__What you need to do__: Will you give every entry again exactly as it stands?

===== Material for this exercise =====

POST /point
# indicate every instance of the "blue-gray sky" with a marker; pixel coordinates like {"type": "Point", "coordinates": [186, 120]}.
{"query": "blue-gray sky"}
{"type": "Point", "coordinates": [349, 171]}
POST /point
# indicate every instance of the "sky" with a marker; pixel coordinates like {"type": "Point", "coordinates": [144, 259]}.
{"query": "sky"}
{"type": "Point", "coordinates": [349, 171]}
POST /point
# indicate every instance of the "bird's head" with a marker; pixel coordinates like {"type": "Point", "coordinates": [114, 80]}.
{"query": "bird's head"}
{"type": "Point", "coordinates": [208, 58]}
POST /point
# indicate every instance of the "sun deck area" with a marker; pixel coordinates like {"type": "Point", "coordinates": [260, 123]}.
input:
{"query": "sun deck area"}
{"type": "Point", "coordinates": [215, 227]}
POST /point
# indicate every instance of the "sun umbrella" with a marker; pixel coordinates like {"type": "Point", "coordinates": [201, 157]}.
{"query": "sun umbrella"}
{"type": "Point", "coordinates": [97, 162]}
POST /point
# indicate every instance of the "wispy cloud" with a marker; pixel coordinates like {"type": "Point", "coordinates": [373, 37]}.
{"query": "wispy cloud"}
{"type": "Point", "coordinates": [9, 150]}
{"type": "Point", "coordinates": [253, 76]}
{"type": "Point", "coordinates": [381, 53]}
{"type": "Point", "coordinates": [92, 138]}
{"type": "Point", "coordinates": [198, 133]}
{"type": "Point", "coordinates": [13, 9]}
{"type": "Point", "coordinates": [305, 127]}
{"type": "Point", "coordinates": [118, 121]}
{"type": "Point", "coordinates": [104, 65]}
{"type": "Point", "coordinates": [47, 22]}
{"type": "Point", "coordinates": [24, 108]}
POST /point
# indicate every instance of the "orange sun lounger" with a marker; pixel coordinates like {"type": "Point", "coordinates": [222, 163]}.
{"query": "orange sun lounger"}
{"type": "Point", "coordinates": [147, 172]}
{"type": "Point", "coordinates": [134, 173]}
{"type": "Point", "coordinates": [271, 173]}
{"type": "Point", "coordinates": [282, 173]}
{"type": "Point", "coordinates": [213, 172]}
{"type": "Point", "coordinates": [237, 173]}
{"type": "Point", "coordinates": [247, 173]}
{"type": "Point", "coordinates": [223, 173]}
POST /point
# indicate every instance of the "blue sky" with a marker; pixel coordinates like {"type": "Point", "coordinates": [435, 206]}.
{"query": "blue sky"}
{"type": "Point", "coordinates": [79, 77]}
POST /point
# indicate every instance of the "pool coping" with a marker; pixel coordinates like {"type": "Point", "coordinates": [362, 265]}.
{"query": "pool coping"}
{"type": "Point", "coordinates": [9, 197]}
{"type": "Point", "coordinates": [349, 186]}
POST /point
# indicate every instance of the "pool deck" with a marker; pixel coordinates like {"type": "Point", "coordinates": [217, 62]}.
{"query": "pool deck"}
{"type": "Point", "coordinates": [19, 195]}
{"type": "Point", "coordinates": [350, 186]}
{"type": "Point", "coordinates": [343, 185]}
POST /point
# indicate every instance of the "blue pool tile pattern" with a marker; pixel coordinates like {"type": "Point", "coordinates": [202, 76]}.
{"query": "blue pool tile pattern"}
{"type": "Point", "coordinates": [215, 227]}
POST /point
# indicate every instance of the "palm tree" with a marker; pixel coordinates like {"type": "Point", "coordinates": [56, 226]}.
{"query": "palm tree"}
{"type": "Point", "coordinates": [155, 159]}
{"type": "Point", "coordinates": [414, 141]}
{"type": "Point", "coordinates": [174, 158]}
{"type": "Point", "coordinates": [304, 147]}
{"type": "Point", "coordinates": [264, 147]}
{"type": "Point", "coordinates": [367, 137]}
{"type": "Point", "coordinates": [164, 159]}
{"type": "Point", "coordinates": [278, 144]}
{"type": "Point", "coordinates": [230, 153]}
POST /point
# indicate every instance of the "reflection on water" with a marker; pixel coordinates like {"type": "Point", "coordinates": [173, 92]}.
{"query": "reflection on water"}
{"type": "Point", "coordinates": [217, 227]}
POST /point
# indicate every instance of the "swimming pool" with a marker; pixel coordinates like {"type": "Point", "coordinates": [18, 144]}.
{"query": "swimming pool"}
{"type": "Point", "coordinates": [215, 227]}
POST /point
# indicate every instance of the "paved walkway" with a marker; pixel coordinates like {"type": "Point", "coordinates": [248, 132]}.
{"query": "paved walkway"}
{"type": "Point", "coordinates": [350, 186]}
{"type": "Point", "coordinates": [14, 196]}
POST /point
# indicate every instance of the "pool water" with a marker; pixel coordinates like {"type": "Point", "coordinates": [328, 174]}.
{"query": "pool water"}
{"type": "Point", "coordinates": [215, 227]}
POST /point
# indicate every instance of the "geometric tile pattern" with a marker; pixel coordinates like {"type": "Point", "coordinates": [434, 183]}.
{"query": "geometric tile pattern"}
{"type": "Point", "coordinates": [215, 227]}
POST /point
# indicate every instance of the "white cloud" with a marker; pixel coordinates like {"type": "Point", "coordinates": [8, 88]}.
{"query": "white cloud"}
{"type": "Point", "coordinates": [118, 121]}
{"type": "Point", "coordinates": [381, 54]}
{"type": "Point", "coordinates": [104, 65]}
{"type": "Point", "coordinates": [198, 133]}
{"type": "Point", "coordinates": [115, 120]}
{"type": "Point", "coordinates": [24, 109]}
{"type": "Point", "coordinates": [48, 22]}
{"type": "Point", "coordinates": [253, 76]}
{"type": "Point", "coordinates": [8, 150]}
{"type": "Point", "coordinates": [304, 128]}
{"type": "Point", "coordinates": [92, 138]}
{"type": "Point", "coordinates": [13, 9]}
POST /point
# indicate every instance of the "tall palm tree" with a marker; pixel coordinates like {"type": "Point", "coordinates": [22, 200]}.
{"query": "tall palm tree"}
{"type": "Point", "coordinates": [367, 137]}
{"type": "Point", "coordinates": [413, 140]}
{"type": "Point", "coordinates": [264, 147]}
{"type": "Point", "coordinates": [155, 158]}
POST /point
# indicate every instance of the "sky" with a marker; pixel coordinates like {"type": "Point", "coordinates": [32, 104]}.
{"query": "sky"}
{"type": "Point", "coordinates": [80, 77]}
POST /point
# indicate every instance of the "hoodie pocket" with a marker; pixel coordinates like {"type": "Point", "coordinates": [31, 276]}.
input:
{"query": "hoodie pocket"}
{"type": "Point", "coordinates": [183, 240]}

=====

__Final result__:
POST /point
# indicate every instance of the "blue-gray sky" with a marker; pixel coordinates like {"type": "Point", "coordinates": [186, 120]}.
{"query": "blue-gray sky"}
{"type": "Point", "coordinates": [349, 171]}
POST /point
# indicate every instance of the "sky" with a marker; pixel coordinates like {"type": "Point", "coordinates": [144, 259]}.
{"query": "sky"}
{"type": "Point", "coordinates": [349, 171]}
POST /point
# indicate every instance of the "bird's head" with a marker; pixel coordinates like {"type": "Point", "coordinates": [114, 80]}.
{"query": "bird's head"}
{"type": "Point", "coordinates": [208, 58]}
POST /point
# indicate every instance of the "sun deck area" with a marker; pixel coordinates like {"type": "Point", "coordinates": [260, 123]}.
input:
{"query": "sun deck area"}
{"type": "Point", "coordinates": [215, 227]}
POST /point
# indicate every instance of the "sun umbrella" with a marker; pixel coordinates like {"type": "Point", "coordinates": [201, 157]}.
{"query": "sun umbrella"}
{"type": "Point", "coordinates": [97, 162]}
POST /point
# indicate every instance of the "wispy cloud" with a marker; pixel coordinates like {"type": "Point", "coordinates": [373, 37]}.
{"query": "wispy cloud"}
{"type": "Point", "coordinates": [9, 150]}
{"type": "Point", "coordinates": [253, 76]}
{"type": "Point", "coordinates": [381, 53]}
{"type": "Point", "coordinates": [92, 138]}
{"type": "Point", "coordinates": [198, 133]}
{"type": "Point", "coordinates": [13, 9]}
{"type": "Point", "coordinates": [305, 127]}
{"type": "Point", "coordinates": [118, 121]}
{"type": "Point", "coordinates": [104, 65]}
{"type": "Point", "coordinates": [47, 22]}
{"type": "Point", "coordinates": [24, 108]}
POST /point
# indicate every instance of the "orange sun lounger" with a marker; pixel coordinates like {"type": "Point", "coordinates": [222, 163]}.
{"query": "orange sun lounger"}
{"type": "Point", "coordinates": [147, 172]}
{"type": "Point", "coordinates": [134, 173]}
{"type": "Point", "coordinates": [271, 173]}
{"type": "Point", "coordinates": [282, 173]}
{"type": "Point", "coordinates": [213, 172]}
{"type": "Point", "coordinates": [237, 173]}
{"type": "Point", "coordinates": [247, 173]}
{"type": "Point", "coordinates": [223, 173]}
POST /point
# indicate every instance of the "blue sky" with a marker; pixel coordinates like {"type": "Point", "coordinates": [435, 206]}.
{"query": "blue sky"}
{"type": "Point", "coordinates": [79, 77]}
POST /point
# indicate every instance of the "pool coping" with a marker; pixel coordinates like {"type": "Point", "coordinates": [362, 265]}.
{"query": "pool coping"}
{"type": "Point", "coordinates": [9, 197]}
{"type": "Point", "coordinates": [349, 186]}
POST /point
# indicate every instance of the "pool deck" with a marker; pixel coordinates like {"type": "Point", "coordinates": [217, 62]}.
{"query": "pool deck"}
{"type": "Point", "coordinates": [19, 195]}
{"type": "Point", "coordinates": [350, 186]}
{"type": "Point", "coordinates": [343, 185]}
POST /point
# indicate every instance of the "blue pool tile pattern" with a marker; pixel coordinates like {"type": "Point", "coordinates": [202, 76]}.
{"query": "blue pool tile pattern"}
{"type": "Point", "coordinates": [215, 227]}
POST /point
# indicate every instance of the "palm tree" with a marker; pixel coordinates like {"type": "Point", "coordinates": [56, 226]}.
{"query": "palm tree"}
{"type": "Point", "coordinates": [155, 159]}
{"type": "Point", "coordinates": [414, 141]}
{"type": "Point", "coordinates": [174, 158]}
{"type": "Point", "coordinates": [304, 147]}
{"type": "Point", "coordinates": [264, 147]}
{"type": "Point", "coordinates": [367, 137]}
{"type": "Point", "coordinates": [164, 159]}
{"type": "Point", "coordinates": [278, 144]}
{"type": "Point", "coordinates": [230, 153]}
POST /point
# indicate every instance of the "reflection on water" with a marker; pixel coordinates like {"type": "Point", "coordinates": [173, 92]}.
{"query": "reflection on water"}
{"type": "Point", "coordinates": [217, 227]}
POST /point
# indicate every instance of the "swimming pool" with a marker; pixel coordinates like {"type": "Point", "coordinates": [18, 144]}.
{"query": "swimming pool"}
{"type": "Point", "coordinates": [215, 227]}
POST /point
# indicate every instance of the "paved walkway" with a marker; pixel coordinates like {"type": "Point", "coordinates": [248, 132]}.
{"query": "paved walkway"}
{"type": "Point", "coordinates": [350, 186]}
{"type": "Point", "coordinates": [14, 196]}
POST /point
# indicate every instance of the "pool water" with a marker; pixel coordinates like {"type": "Point", "coordinates": [328, 174]}.
{"query": "pool water"}
{"type": "Point", "coordinates": [215, 227]}
POST /point
# indicate every instance of the "geometric tile pattern" with a marker; pixel coordinates like {"type": "Point", "coordinates": [434, 183]}.
{"query": "geometric tile pattern"}
{"type": "Point", "coordinates": [215, 227]}
POST /point
# indicate every instance of the "white cloud" with a marker; pixel coordinates like {"type": "Point", "coordinates": [8, 88]}.
{"query": "white cloud"}
{"type": "Point", "coordinates": [118, 121]}
{"type": "Point", "coordinates": [381, 54]}
{"type": "Point", "coordinates": [104, 65]}
{"type": "Point", "coordinates": [198, 133]}
{"type": "Point", "coordinates": [115, 120]}
{"type": "Point", "coordinates": [24, 109]}
{"type": "Point", "coordinates": [48, 22]}
{"type": "Point", "coordinates": [253, 76]}
{"type": "Point", "coordinates": [8, 150]}
{"type": "Point", "coordinates": [304, 128]}
{"type": "Point", "coordinates": [92, 138]}
{"type": "Point", "coordinates": [13, 9]}
POST /point
# indicate every instance of the "tall palm tree" with a marker; pixel coordinates like {"type": "Point", "coordinates": [22, 200]}.
{"query": "tall palm tree"}
{"type": "Point", "coordinates": [367, 137]}
{"type": "Point", "coordinates": [413, 140]}
{"type": "Point", "coordinates": [264, 147]}
{"type": "Point", "coordinates": [155, 158]}
POST /point
# indicate every instance of the "sky" with a marker; pixel coordinates like {"type": "Point", "coordinates": [32, 104]}.
{"query": "sky"}
{"type": "Point", "coordinates": [80, 77]}
POST /point
# indicate every instance of the "hoodie pocket" with a marker; pixel coordinates like {"type": "Point", "coordinates": [31, 276]}.
input:
{"query": "hoodie pocket"}
{"type": "Point", "coordinates": [183, 240]}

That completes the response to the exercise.